Data rows
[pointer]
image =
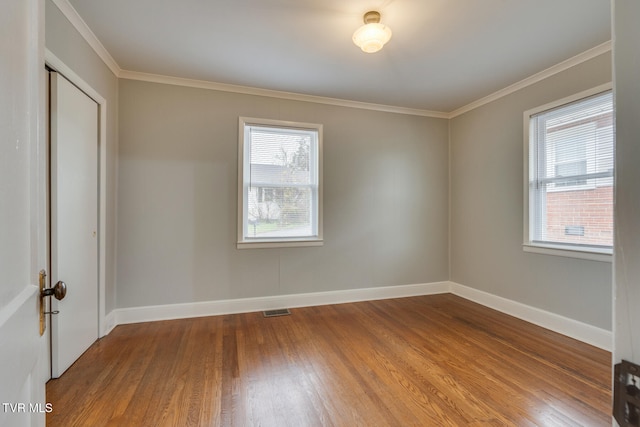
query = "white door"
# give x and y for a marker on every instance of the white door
(23, 353)
(74, 221)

GOAL: Reproduce every line of the rows above, including the requests, but scale each x and y coordinate in the answers by 2.25 and round to whole numbers, with halves going up. Leave the pictures out of your reply.

REPLY:
[pointer]
image =
query = "white door"
# give x and y for a marker on every instance of the white door
(52, 794)
(167, 497)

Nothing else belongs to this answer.